» **Data in this exercise**
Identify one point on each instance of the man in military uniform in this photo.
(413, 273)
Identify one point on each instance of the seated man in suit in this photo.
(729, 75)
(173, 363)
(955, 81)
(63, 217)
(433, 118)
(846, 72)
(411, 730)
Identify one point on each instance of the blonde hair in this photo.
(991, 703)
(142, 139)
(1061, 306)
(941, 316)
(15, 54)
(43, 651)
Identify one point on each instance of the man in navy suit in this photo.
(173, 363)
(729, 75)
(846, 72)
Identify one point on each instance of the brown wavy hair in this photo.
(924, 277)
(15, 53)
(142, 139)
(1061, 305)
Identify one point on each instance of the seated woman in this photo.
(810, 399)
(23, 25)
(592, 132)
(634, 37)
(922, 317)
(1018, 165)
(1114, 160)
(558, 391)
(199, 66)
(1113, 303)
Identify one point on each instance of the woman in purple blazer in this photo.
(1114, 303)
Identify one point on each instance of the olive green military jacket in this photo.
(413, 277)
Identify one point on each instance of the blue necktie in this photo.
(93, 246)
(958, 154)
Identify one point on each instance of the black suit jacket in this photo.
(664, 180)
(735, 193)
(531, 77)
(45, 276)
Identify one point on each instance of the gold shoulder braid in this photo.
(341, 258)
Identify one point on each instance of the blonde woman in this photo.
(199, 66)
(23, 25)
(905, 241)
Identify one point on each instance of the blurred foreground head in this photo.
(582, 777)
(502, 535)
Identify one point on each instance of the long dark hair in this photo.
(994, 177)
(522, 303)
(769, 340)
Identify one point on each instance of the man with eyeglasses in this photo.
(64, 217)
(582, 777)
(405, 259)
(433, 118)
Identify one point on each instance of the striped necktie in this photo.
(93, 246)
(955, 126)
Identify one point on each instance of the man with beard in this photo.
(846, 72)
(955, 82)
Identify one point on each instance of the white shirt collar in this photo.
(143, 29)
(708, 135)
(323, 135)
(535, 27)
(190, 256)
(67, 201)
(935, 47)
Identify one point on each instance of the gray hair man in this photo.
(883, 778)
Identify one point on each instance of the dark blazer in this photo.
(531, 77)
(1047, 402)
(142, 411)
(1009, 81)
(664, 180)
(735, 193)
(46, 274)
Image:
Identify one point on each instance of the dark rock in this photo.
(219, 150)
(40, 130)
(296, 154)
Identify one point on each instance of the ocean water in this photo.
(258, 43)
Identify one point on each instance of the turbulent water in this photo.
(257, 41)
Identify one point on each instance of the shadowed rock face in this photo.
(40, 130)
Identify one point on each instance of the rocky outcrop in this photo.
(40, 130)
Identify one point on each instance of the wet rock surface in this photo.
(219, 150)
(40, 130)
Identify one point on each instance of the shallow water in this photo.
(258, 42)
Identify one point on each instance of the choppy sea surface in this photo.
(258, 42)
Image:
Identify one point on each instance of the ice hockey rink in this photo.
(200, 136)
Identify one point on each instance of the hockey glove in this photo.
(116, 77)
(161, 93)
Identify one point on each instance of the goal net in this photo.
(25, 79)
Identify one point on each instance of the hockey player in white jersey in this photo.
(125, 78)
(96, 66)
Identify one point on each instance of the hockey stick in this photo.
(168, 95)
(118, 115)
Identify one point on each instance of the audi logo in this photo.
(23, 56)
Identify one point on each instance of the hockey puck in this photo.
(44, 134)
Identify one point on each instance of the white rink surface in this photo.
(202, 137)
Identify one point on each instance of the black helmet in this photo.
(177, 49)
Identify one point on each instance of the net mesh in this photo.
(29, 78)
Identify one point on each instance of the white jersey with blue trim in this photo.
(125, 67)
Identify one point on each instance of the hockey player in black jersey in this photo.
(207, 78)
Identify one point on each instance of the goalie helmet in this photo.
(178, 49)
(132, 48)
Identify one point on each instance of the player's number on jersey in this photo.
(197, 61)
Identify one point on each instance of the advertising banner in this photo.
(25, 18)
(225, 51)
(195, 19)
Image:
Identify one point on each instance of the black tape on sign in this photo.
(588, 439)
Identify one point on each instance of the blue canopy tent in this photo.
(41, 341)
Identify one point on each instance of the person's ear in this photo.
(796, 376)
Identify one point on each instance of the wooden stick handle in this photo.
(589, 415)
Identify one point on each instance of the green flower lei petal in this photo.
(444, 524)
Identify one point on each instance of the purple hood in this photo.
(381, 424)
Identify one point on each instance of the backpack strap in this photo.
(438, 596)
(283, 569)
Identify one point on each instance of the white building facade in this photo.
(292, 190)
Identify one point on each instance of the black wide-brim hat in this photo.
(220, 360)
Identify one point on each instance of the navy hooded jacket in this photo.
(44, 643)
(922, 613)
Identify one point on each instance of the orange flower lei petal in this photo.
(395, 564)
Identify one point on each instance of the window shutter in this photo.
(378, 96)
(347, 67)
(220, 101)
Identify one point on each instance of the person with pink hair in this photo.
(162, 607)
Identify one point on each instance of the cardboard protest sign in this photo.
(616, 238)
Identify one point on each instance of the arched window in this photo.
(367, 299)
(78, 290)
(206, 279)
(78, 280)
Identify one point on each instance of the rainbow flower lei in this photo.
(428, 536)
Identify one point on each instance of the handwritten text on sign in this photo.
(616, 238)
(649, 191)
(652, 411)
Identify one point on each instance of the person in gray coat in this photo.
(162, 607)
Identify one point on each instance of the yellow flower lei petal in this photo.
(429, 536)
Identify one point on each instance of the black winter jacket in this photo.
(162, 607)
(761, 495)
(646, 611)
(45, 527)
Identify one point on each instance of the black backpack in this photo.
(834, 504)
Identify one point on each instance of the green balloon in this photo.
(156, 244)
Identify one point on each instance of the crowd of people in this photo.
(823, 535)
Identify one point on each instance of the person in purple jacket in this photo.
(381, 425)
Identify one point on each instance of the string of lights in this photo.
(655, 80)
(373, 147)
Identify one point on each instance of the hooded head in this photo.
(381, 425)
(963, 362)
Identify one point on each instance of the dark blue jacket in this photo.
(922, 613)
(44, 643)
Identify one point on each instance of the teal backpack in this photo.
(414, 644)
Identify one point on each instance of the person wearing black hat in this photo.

» **The exercise**
Update all of the material above by changing every "Identify" to "Locate", and reproduce it with everything else left as it is.

» **Task solution**
Locate one point on each instance of the man in military uniform in this photo.
(413, 273)
Locate one point on each instance of the seated man in suit in this photo.
(729, 75)
(173, 363)
(955, 81)
(63, 217)
(433, 118)
(846, 72)
(411, 730)
Locate one point on each instance of the blonde hair in this photo.
(991, 703)
(142, 139)
(1061, 306)
(941, 316)
(15, 54)
(43, 651)
Locate one point on each instance of the man in navy suit in this photo.
(173, 363)
(729, 75)
(846, 72)
Locate one point on each instance of the brown wavy hair in this photo.
(924, 277)
(15, 53)
(142, 139)
(1061, 305)
Locate one point on each instance of the seated woman in this photo.
(810, 399)
(23, 25)
(592, 132)
(634, 37)
(922, 317)
(1018, 165)
(1114, 160)
(558, 391)
(199, 66)
(1113, 303)
Locate one point on each instance of the woman in purple blazer in this photo.
(1114, 303)
Locate one point on each instance of the olive green military jacket in this photo.
(413, 277)
Locate one point on each instance of the blue necktie in this photo.
(93, 246)
(958, 154)
Locate one point on each instance of the black suit jacket in this photo.
(664, 180)
(735, 193)
(531, 77)
(45, 276)
Locate one point on each instance of the gold shoulder braid in this photo.
(341, 258)
Locate one point on each instance of the blonde woman in this photo.
(199, 66)
(23, 25)
(905, 241)
Locate one point on each instance of the blurred foreground head in this photo.
(582, 777)
(502, 535)
Locate one point on each instance of the long dark hair in this photo.
(994, 177)
(522, 303)
(769, 340)
Locate one point on each instance of the man with eyeglasses in this photo.
(64, 217)
(582, 777)
(405, 259)
(433, 118)
Locate one point on each instance of the striped necktie in this photo.
(93, 246)
(955, 126)
Locate one point on each instance of the man with beard in this photo.
(846, 72)
(955, 82)
Locate one point on each instance of the white shirt collar in this photo.
(143, 29)
(708, 135)
(323, 135)
(535, 27)
(190, 256)
(67, 201)
(935, 47)
Locate one point on each instance of the gray hair man in this photo.
(883, 778)
Locate one point on each instance of the dark blazer in this photo.
(531, 77)
(1047, 402)
(142, 411)
(1009, 81)
(664, 180)
(735, 193)
(46, 274)
Image:
Locate one point on each instance of the dark rock in this photo.
(219, 150)
(40, 130)
(296, 154)
Locate one point on each instance of the ocean water in this photo.
(258, 43)
Locate one point on each instance of the turbulent water in this photo.
(257, 41)
Locate one point on each instance of the shadowed rock face in this photo.
(40, 130)
Locate one point on each instance of the rocky outcrop in this photo.
(40, 130)
Locate one point on each instance of the wet rock surface in this photo.
(219, 150)
(40, 130)
Locate one point on each instance of the shallow water in this photo.
(258, 42)
Locate one point on each instance of the choppy sea surface in this photo.
(258, 42)
Image:
Locate one point on each instance of the ice hockey rink in this photo.
(200, 136)
Locate one point on each instance of the hockey glove in this photo.
(116, 77)
(161, 93)
Locate one point on each instance of the goal net in this photo.
(25, 79)
Locate one point on each instance of the hockey player in white jersey in this photo.
(125, 78)
(96, 66)
Locate one point on each instance of the hockey stick in this photo.
(168, 95)
(118, 115)
Locate one point on each instance of the audi logo in this photo.
(23, 56)
Locate one point on each instance of the hockey puck in this photo.
(44, 134)
Locate one point on each instance of the white rink surface in this photo.
(202, 137)
Locate one point on each instance of the black helmet in this photo.
(177, 49)
Locate one point on each instance of the net mesh in this photo.
(29, 78)
Locate one point on each instance of the white jersey with blue trim in this photo.
(125, 67)
Locate one point on each instance of the hockey player in black jersey in this photo.
(207, 78)
Locate one point on each instance of the goalie helmet in this photo.
(178, 49)
(132, 48)
Locate one point on each instance of the player's number on jersey in this photo.
(197, 61)
Locate one point on each instance of the advertising banner in this photo.
(25, 18)
(225, 51)
(195, 19)
Image:
Locate one point on each instance of the black tape on sign in this photo.
(588, 439)
Locate one point on each instance of the blue canopy tent in this photo.
(41, 341)
Locate one point on each instance of the person's ear in this photo.
(796, 376)
Locate one point on each instance of the wooden stick handle in this photo.
(589, 415)
Locate one point on each instance of the green flower lei petal in this photo.
(444, 524)
Locate one point on each instance of the purple hood in this photo.
(381, 424)
Locate one point on each instance of the backpack strap in this photo.
(438, 596)
(283, 569)
Locate one point on each instance of the white building facade in this photo.
(292, 190)
Locate one point on each instance of the black wide-brim hat in this photo.
(220, 360)
Locate one point on each instance of the navy hooded jacket in this photo.
(44, 643)
(922, 613)
Locate one point on each instance of the orange flower lei petal in this photo.
(395, 564)
Locate one point on each instance of the window shutter in this photo.
(378, 96)
(347, 67)
(220, 101)
Locate one point on each instance of the person with pink hair in this photo.
(162, 607)
Locate one point on each instance of the cardboard protest sign in this photo.
(616, 238)
Locate one point on each instance of the arched window in this photo.
(367, 299)
(78, 290)
(206, 279)
(78, 280)
Locate one point on each instance of the rainbow flower lei in this photo.
(428, 536)
Locate one point on each instance of the handwritten text on sign in this photo.
(616, 238)
(649, 191)
(652, 411)
Locate one point on each instance of the person in gray coat in this photo.
(162, 607)
Locate one point on each instance of the yellow flower lei petal in this photo.
(429, 536)
Locate one point on each instance of the black winter jacket in this photo.
(162, 607)
(761, 495)
(646, 611)
(45, 527)
Locate one point on each instance of the black backpack in this photo.
(834, 504)
Locate one point on each instance of the green balloon in this photo.
(156, 244)
Locate one point on each instance of the crowd of people in this photo.
(823, 535)
Locate one point on each instance of the person in purple jacket in this photo.
(381, 425)
Locate one point on each instance of the string of lights in this photo.
(655, 80)
(373, 147)
Locate one point on each instance of the hooded head in this photo.
(381, 425)
(963, 362)
Locate one point on each instance of the dark blue jacket in this photo.
(922, 613)
(44, 643)
Locate one point on each instance of the teal backpack in this photo.
(414, 644)
Locate one point on each instance of the person wearing black hat in this photo.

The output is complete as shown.